*Travail à faire:*
a. Recopiez mot pour mot le passage du texte proposé allant de « Le soir au restaurant, Akiko » à « émeut encore fort. ».
b. Pour chaque affirmation ci-dessous, indiquez par oui ou par non si elle concorde avec le texte proposé. Appuyez chaque réponse sur les mots décisifs du texte, cités tels quels.
(i) Hirayama a perdu sa femme il y a cinq ans.
(ii) Ayako a vingt ans.
(iii) Goto est l'un des jeunes collaborateurs de Taguchi.
c. D'après le texte proposé, où habite Shukichi, le frère du défunt ?

*Texte proposé:*
☆ ☆ ☆

La Tokyo Tower. Le temple Tozen, au sud de l'agglomération. Quatre hommes y sont réunis pour les sept ans de la mort de Shuzo Miwa. Il y a là deux de ses anciens employés et deux de ses amis, le corrosif Taguchi et le gentil Hirayama, veuf depuis cinq ans. Ils ont été invités par la veuve et sa fille : Akiko et Ayako Miwa. Ils prennent le thé en attendant l'arrivée du frère du défunt, Shukichi, qui habite près du lac Haruna. A son arrivée, Hirayama le remercie d'avoir hébergé son fils l'été dernier. Les bonzes ont à peine commencé la cérémonie qu'arrive Mamiya, content d'être en retard.
Le soir au restaurant, Akiko et Ayako dînent avec les trois meilleurs amis du défunt : Taguchi, Hirayama et Mamiya. Chacun s'accorde pour trouver que la cérémonie fut trop longue. Ils observent qu'Ayako a 24 ans, quatre ans de plus que lorsque sa mère épousa son père. Il est donc temps qu'elle se marie. Taguchi connaît même un jeune ingénieur qui serait très bien pour elle. Les deux femmes parties, les trois hommes se remémorent qu'ils furent tous amoureux de la mère qui, a quarante ans, passés les émeut encore fort.
En rentrant, Taguchi retrouve sa femme... et les mauvaises nouvelles : sa fille, Yoko, a ramené sa valise à la maison car elle s'est de nouveau disputée avec son mari ; le fils réclame à manger ; le fiancé prévu pour Ayako est déjà promis à une autre.
The Tokyo building (siège de Mitsubishi). Akiko vient remercier Mamiya et lui apprend que le fiancé proposé par Taguchi n'est plus disponible pour sa fille. Mamiya l'invite au restaurant et lui propose un autre fiancé, l'un de ses jeunes collaborateurs, Goto. En remerciement, Akiko lui propose de lui offrir une pipe que collectionnait son mari. En rentrant chez lui, Mamiya retrouve sa femme, son jeune fils et sa fille, qui trouve la photo de Goto ravissante. Sa femme n'oublie pas qu'il fut très amoureux d'Akiko. Il prétend que seul Taguchi préfère la mère à la fille.
Akiko rentre chez elle où l'attend Ayako qui n'est vraiment pas déçue que le prétendant proposé par Taguchi soit déjà fiancé. Lorsqu'Akiko l'informe du prétendant proposé par Mamiya, Ayako prétend préférer rester telle qu'elle est. Elle ne veut pas se marier et attendre le grand amour.
Au cours de couture Kuwata, les patrons d'Akiko lui proposent aussi un possible prétendant pour sa fille. Elle les informe de la volonté de celle-ci de ne pas se marier. Ayako l'informe au téléphone qu'elle va passer chez Mamiya avant de rentrer lui remettre la pipe promise. Mais Mamiya avait prévu de la piéger en faisant venir Goto. Il la lui présente comme celle qui l'a éconduit. Ayako s'enfuit furieuse. Elle retrouve Goto dans le couloir qui l'informe qu'un de ses amis, Sugiyama, travaille aussi à la Toko.

☆ ☆ ☆

*Données fournies:*
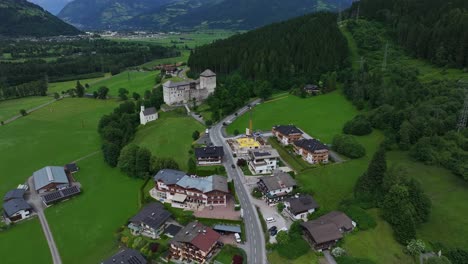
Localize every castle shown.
[163,70,216,105]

☆ ☆ ☆

*Corrigé:*
a.
Le soir au restaurant, Akiko et Ayako dînent avec les trois meilleurs amis du défunt : Taguchi, Hirayama et Mamiya. Chacun s'accorde pour trouver que la cérémonie fut trop longue. Ils observent qu'Ayako a 24 ans, quatre ans de plus que lorsque sa mère épousa son père. Il est donc temps qu'elle se marie. Taguchi connaît même un jeune ingénieur qui serait très bien pour elle. Les deux femmes parties, les trois hommes se remémorent qu'ils furent tous amoureux de la mère qui, a quarante ans, passés les émeut encore fort.

b.
(i) Oui : « le gentil Hirayama, veuf depuis cinq ans ».
(ii) Non : « Ils observent qu'Ayako a 24 ans ».
(iii) Non : « Mamiya l'invite au restaurant et lui propose un autre fiancé, l'un de ses jeunes collaborateurs, Goto ».

c. Près du lac Haruna.